» YOUR TASKS:
- A) In the forum thread about conversation after cancer treatment, why did the writer of the numbered list stop going to clubs? Answer in one to three sentences.
- B) Continue the forum thread about conversation after cancer treatment from its last sentence.

» EXTRACT TO READ:
# # #
So, expand that world that you now find yourself in. When people seem to be talking around you and saying nothing, smile inwardly and their foolishness, and start asking questions and looking for friends who actually engage in intelligent conversation. A writer's group might be a great place to start.

What you have really become is a philosopher or a seeker os wisdom. Is there such a thing as a philosopher's group?

Certainly, you are not alone. I expect great things are waiting for you to make them happen.

Posts: 5
Joined: Aug 2011

sorry double post

Posts: 5
Joined: Aug 2011

I'm starting to think it's not an age thing. I've always been philosophical! And became more so after cancer! :)

I just wish I have more drive to make those great things happen.....

Posts: 12
Joined: Nov 2007

You say you now have difficulty conversing with others since treatment. I've always had difficulty conversing with others. But I noticed others who knew me were able to come up with 2 conversation starters:

1. How are you? And I never liked to complain when I felt this was just the standard greeting. I started looking for different positive ways to reply like, "Better and better every day!"

To help others not dealing with cancer talk to those who are, a wonderful conversation starter I learned at ACS web site is to ask the cancer patient, "What are you feeling?" It makes us think you really want to know what is going on down deep, and are willing to take the time to listen to what we are really experiencing physically, emotionally. . .

2. "Gee, You look great!!' Well, I didn't. And I still don't. But I finally decided they really meant, "You still have your hair."
I never lost it through either set of full-dose chemo rounds. And I started to feel guilty that I hadn't lost it, at least where they could see. So I finally started accepting the compliment out loud and returning one (hopefully a little more insightful), and thinking, "Boy, they must be blind."

3. I switched my spot to eat lunch and kept looking for people who seemed willing to try to talk about important subjects.

4. I quit going to clubs. Drinking was out of the question with all of the pain killers and chemo. Besides, if I drank a soda, nothing in the "conversations" seemed funny even though everyone laughed. Nor did any comment sound important, or any argument convincing. I decided not to waste money or time there. I suddenly realized I'd never find what I was looking for there.

5. I find that I now write too much in e-mails, on blogs, and forget instant messaging!!
# # #
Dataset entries
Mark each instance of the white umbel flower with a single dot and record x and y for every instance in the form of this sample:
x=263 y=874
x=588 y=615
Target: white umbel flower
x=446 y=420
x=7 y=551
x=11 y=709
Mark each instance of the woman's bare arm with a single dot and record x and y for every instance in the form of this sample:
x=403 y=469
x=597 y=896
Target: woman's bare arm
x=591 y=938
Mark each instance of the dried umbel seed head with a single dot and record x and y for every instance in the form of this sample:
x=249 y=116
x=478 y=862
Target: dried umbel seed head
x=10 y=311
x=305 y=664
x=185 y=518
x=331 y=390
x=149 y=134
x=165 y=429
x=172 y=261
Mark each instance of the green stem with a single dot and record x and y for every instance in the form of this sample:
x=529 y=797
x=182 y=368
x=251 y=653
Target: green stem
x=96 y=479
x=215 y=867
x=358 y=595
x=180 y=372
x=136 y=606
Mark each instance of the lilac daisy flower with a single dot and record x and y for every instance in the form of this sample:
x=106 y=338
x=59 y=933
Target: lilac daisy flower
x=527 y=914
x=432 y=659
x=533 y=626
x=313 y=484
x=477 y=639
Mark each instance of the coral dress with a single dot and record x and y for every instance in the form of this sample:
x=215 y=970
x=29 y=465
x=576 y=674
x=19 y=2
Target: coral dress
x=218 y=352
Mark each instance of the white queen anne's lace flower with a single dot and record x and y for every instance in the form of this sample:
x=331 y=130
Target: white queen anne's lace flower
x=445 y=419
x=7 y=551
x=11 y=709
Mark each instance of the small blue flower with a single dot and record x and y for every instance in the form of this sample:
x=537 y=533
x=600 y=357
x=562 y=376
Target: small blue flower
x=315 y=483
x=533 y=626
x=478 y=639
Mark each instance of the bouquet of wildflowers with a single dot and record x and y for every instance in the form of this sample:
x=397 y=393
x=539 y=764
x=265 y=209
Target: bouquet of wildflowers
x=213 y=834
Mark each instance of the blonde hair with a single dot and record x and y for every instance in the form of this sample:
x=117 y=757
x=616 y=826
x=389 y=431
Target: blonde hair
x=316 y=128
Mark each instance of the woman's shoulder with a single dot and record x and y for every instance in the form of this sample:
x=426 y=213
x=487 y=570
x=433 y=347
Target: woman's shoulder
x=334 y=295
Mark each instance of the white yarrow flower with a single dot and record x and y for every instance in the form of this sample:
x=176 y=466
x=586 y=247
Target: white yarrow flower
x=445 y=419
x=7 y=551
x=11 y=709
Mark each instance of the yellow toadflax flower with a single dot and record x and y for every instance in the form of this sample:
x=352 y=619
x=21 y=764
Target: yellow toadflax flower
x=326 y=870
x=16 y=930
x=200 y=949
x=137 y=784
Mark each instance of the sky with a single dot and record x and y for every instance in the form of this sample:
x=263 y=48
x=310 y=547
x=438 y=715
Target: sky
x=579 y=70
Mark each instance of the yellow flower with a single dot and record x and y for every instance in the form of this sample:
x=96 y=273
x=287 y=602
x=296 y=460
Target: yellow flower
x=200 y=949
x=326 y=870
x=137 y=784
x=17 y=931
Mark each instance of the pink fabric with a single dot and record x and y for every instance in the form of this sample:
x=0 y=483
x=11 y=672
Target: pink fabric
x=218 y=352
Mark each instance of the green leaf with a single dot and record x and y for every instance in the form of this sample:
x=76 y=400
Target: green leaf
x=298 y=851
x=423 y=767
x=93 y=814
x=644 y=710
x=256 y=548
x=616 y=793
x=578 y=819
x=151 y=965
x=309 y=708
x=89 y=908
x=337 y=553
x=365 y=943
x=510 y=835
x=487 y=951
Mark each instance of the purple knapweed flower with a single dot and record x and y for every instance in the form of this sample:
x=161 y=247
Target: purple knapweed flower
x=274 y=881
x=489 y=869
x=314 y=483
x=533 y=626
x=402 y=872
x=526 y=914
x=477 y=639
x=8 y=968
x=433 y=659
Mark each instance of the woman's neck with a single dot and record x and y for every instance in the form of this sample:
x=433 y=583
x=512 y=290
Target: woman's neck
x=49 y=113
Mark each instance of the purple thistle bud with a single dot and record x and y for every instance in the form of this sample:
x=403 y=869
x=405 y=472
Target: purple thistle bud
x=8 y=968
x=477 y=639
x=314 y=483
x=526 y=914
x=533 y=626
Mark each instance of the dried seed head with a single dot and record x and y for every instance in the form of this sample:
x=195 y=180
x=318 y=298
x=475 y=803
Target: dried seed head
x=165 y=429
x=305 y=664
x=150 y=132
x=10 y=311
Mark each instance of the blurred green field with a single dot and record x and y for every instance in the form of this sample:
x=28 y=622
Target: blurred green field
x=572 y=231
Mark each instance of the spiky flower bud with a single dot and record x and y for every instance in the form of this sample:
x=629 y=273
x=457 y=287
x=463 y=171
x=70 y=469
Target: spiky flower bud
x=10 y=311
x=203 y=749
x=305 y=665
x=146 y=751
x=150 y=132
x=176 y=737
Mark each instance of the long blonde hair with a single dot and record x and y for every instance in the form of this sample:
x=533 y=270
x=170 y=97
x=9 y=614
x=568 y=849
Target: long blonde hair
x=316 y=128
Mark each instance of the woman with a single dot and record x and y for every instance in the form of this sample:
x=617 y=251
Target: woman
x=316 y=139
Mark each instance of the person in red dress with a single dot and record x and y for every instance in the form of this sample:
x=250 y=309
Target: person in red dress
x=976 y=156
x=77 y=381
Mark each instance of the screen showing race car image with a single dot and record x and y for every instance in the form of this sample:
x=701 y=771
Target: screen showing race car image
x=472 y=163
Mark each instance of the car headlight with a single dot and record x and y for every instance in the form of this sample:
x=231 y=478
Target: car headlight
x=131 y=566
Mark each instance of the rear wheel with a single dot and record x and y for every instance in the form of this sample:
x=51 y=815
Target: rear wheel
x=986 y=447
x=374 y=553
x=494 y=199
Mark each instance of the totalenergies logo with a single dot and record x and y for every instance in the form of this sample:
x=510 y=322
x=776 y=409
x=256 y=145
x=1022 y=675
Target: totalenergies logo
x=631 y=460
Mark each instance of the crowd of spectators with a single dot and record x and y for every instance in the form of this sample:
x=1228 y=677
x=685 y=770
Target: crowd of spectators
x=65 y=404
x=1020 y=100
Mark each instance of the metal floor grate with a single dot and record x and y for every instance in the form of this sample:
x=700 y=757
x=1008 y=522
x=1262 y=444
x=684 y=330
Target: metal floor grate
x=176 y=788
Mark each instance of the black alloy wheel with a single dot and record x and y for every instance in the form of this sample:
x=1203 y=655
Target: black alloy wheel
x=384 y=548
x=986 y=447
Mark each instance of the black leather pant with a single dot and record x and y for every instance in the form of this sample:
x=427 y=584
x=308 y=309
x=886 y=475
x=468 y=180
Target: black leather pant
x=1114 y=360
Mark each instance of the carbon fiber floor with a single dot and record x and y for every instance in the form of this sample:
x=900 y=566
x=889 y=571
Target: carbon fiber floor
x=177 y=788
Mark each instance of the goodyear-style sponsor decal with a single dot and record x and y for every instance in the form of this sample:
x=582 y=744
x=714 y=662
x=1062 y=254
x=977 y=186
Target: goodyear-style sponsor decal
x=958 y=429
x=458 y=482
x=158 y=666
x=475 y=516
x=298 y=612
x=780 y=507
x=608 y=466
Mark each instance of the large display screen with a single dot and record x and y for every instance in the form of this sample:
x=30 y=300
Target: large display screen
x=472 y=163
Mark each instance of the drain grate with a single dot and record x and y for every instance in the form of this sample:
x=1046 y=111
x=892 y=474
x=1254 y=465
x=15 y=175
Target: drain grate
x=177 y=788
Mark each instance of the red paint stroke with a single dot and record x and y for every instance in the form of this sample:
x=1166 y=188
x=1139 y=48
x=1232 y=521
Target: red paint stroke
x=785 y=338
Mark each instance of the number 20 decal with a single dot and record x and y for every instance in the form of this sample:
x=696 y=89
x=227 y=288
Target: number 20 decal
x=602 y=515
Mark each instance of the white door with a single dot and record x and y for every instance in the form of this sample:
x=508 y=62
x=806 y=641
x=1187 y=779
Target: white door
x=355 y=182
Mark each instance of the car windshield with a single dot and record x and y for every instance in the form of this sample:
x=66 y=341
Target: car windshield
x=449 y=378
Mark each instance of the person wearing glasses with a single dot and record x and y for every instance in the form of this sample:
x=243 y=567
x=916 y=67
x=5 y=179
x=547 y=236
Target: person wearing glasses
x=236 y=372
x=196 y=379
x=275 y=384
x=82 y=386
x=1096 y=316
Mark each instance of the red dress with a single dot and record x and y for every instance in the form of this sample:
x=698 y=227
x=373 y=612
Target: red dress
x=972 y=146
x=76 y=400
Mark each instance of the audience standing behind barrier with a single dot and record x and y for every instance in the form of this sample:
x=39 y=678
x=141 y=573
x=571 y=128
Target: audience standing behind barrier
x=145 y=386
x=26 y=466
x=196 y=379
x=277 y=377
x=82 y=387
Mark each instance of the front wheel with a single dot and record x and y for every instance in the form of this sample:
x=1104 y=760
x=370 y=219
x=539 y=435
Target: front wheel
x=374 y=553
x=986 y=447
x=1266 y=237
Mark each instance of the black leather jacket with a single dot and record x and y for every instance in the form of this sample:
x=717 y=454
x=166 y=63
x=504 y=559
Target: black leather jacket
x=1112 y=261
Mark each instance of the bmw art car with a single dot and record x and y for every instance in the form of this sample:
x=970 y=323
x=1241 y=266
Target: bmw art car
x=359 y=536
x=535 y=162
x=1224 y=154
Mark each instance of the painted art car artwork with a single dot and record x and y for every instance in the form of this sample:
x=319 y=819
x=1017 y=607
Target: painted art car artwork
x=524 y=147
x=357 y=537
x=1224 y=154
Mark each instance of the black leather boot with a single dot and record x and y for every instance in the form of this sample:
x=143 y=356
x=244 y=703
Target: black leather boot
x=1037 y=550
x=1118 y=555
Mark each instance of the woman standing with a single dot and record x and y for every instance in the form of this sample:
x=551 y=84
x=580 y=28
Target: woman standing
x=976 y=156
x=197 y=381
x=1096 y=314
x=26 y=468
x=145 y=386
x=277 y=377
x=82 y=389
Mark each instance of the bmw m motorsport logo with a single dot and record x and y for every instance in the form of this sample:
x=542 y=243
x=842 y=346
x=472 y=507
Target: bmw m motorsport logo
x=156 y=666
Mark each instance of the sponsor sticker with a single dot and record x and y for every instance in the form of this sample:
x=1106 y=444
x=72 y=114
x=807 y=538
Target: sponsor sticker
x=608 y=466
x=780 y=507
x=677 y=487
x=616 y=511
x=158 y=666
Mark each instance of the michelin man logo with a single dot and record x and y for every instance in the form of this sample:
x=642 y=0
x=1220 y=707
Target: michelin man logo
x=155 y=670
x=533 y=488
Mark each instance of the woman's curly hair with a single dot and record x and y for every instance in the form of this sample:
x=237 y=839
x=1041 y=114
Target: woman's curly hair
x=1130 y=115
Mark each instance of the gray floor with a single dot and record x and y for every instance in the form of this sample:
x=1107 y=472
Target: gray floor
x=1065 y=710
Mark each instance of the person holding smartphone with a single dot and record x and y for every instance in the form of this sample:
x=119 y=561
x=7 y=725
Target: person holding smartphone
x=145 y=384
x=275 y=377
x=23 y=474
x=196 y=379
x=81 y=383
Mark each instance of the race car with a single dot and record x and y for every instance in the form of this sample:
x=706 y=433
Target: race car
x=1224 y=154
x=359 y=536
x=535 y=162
# # #
» RESULTS:
- A) Drinking was out of the question because of the pain killers and chemo, and when drinking only a soda, the writer found nothing in the club "conversations" funny, important, or convincing. The writer decided not to waste money or time there, realizing that what they were looking for would never be found there.

- B)
6. But all of that has led me to be more quiet--I listen more. I am more spontaneous, because when something interesting comes my way, I jump at the chance to experience it. Like going to NC to see the leaves turn for the first time in my life.

7. I don't find myself instigating the spontaneity like I did in the past, but if the opportunity presents, I jump.

8. I don't feel these changes are detrimental to me or anyone else. I feel more "me."

9. I am at a loss for a word quite often and that is frustrating. I get to it 3 sentences too late by thinking or saying (horrors) "Oh, what is that word? it starts with ______. " Once in a while, someone actually figures out what I am trying to remember. And even worse when I lose track of where I am headed with a story I'm telling, or a point I'm making. And forget getting the punchline right. I don't even try anymore. This is probably beginning Alzheimers but for now, I"m blaming it on Chemo fog.

So, I'm going to quit and give you a song which has meant a lot to me as I have pondered these things.
"Was That My Life? sung by Jo Dee Messina. You have many years ahead of you to determine what is important and to live your life so that you have no regrets.

Posts: 20
Joined: Aug 2011

I feel the same way. I LAUGH now when I read facebook and people are whinning about the stupidest things and are so upset over petty stuff. I let things go now that used to drive me nuts.
You have discovered what matters the most in life, embrace it. You have learned to cheerish every minute, GOOD, appreciate that fact.
I have had a hard time reconnecting with some of my friends that tend to be negative Nellys. At this point in my life I am not sure if I even want to.

You will find a balance in things, give it time. Don't be worried that things may never be totally like they were "before", that is not such a bad thing.